* Tasks and exercises
1. In the essay on Trump's foreign policy below, rewrite the paragraph beginning "Meanwhile, its military component" as a short bulleted list that keeps its main facts.
2. Carry on the essay on Trump's foreign policy below from the point where it stops.

* Document section
Towards a New Foreign Policy that is Both Coherent and Informed

 

Only free exchange of ideas in public debate can ensure high quality foreign….and domestic policies from the new Trump administration.

Towards a New Foreign Policy that is Both Coherent and Informed

by Gilbert Doctorow, Ph.D.

 

One of the main strands of destructive criticism of Donald Trump’s newly launched presidency is that the President is volatile, inconsistent and rambling all over the place.  Since the mainstream media are indeed the Opposition, as presidential strategist Stephen Bannon has correctly if indiscreetly called out, The New York Times or The Washington Post are not concerned about the truth of such allegations when they insert them in front page coverage of most any word or action coming from the Trump White House.

However, the reality is great coherency in Donald Trump’s vision of both the domestic and foreign policies he has begun to implement, as well as clear understanding of how both fit together.  Making America Great Again begins with restoring manufacturing industry and good middle class jobs, as well as investing in transportation and other infrastructure needed to support economic activity. Its foreign policy counterpart has an important international trade component: moving against nebulous multilateral pacts like the TPP and NAFTA that serve only multinational corporations with their outsourcing operations in favor of hard-headed bilateral treaties that are trade focused and balanced.

Meanwhile, its military component assumes an end to wars of choice that have wreaked havoc abroad at the same time they depleted the US Treasury. The tranquil global stage which will allow the United States to address properly its domestic economic and social needs is ensured by concentration firstly on relations with the other two powers that belong to the elite club of military and/or economic super powers, Russia and China.  All other countries and regions are secondary and are not allowed to distract from the primacy of the Big Three.

Conceptually this all makes great sense. It throws out entirely the wrongheaded ideological preoccupations with democracy promotion and regime change abroad that both Democratic and Republican administrations have pursued these past 25 years to the detriment of the homeland.  Trump rejects the American Empire and is seeking to revive the American Republic. Hoorah, indeed.

As regards foreign policy, the devil is not only in the details but in the process by which the details are arrived at. Over the past 25 years, the collective mind of the US defense and foreign policy establishment closed itself to all out-of-the-box thinking. Those who would not uphold the Washington Consensus were systematically blacklisted by those in public authority. They were very rarely published in Foreign Affairs. They were hardly ever given the microphone on CNN or CNBC or even on C-SPAN. Our policies and the implementers of those policies have steadily atrophied to the point where incompetence and ignorance were blatant in the last days of Barack Obama.

* Supplied entries

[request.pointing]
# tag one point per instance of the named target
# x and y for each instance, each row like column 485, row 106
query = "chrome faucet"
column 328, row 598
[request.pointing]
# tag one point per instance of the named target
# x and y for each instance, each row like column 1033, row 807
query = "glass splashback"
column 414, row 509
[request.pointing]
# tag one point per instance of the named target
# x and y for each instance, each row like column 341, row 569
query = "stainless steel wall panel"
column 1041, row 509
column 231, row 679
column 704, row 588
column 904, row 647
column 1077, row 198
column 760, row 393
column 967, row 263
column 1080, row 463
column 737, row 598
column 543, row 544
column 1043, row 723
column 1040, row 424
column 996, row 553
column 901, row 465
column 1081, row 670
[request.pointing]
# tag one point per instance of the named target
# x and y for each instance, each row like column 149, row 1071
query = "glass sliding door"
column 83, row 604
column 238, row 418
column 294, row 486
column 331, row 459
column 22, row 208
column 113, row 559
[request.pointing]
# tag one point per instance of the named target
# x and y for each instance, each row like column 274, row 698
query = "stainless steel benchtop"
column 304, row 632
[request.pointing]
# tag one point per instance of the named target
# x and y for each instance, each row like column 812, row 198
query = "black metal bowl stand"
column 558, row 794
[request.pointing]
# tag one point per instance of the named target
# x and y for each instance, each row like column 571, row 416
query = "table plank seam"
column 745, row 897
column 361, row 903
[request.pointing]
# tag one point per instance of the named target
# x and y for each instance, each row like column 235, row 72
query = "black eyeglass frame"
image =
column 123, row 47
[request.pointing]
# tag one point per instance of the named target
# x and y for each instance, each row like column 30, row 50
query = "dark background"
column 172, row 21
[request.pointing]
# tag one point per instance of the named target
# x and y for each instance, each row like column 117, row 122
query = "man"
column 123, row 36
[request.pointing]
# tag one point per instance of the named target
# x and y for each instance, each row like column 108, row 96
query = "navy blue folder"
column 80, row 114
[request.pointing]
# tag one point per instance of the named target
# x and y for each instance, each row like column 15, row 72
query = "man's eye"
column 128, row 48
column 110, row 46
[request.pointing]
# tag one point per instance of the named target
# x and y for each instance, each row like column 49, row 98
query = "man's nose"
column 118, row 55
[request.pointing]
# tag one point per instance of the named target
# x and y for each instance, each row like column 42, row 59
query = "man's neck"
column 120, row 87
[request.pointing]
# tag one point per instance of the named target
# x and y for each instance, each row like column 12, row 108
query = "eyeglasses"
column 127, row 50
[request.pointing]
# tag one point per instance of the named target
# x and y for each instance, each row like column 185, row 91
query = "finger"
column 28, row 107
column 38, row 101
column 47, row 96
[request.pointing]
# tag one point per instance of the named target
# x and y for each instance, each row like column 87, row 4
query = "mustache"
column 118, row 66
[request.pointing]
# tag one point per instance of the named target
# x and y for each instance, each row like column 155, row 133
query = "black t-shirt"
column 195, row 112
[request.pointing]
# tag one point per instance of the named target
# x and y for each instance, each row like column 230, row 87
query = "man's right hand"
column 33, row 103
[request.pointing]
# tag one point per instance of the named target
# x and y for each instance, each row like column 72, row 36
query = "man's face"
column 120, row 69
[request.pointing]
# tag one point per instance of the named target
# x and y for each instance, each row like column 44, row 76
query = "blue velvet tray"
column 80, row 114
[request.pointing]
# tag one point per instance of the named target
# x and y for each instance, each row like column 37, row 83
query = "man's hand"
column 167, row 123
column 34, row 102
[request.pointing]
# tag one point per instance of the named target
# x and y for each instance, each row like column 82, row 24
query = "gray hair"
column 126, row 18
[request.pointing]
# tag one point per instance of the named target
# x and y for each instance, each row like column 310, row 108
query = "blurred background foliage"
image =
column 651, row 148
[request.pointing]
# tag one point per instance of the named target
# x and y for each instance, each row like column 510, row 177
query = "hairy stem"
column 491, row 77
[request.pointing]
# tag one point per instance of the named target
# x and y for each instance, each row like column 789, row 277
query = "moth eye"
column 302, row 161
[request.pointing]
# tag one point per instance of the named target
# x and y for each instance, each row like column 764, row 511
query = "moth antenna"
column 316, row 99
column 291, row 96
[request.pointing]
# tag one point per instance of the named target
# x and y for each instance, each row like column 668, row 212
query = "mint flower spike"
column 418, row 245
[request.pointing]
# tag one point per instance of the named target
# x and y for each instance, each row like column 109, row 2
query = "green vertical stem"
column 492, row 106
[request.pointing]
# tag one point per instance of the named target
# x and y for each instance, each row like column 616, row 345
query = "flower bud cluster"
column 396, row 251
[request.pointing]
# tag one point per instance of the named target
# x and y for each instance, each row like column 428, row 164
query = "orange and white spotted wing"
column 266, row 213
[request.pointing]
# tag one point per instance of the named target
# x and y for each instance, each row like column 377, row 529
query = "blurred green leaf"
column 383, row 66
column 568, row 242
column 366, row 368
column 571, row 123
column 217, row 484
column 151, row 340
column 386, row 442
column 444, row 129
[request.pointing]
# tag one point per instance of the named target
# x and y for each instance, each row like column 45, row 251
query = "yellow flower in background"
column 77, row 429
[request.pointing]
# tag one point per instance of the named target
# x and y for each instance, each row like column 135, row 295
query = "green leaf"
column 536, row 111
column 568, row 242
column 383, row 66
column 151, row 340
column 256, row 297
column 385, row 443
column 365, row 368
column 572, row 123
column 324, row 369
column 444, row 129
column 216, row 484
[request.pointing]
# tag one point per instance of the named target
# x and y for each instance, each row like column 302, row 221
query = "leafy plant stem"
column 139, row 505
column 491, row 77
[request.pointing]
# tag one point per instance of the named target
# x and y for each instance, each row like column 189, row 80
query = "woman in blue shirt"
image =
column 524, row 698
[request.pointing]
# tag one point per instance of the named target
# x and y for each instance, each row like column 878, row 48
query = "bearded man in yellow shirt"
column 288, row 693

* Answers
1.
- The military side of the policy assumes an end to wars of choice, which caused havoc abroad and drained the US Treasury.
- A calm global stage, which lets the United States deal properly with its domestic economic and social needs, is secured by focusing first on relations with Russia and China, the other two military and/or economic superpowers.
- All other countries and regions are secondary and may not distract from the primacy of the Big Three.

2.
Now some of the most odious figures from this establishment, beginning with Victoria Nuland at State, are moving from their comfortable positions of power out into the street.  But the question is whether their replacements will be as stiff-necked and indifferent to inputs from outside their own ranks as their predecessors. Will one ignorant and misguided Political Correctness merely be substituted for another?

Donald Trump said at his Inauguration that his accession to the presidency means power to the people. That may be an exaggeration when the subject is formulation of foreign policy, but bringing the public into broad and open discussion of the key security issues of our times is not only consistent with populism but also consistent with best practices to deliver optimal results. Absence of debate is debilitating for the policy makers in office just as it is frustrating to all those with relevant knowledge who are muzzled.

These are early days, his Cabinet has not yet been confirmed by the Senate, and it is understandable that the new President has been taking counsel from old timers, big names from the past who are in the wings.  Hence the mentoring from Henry Kissinger and former Senator Sam Nunn that we saw in his first pronouncements on planned policy towards Russia.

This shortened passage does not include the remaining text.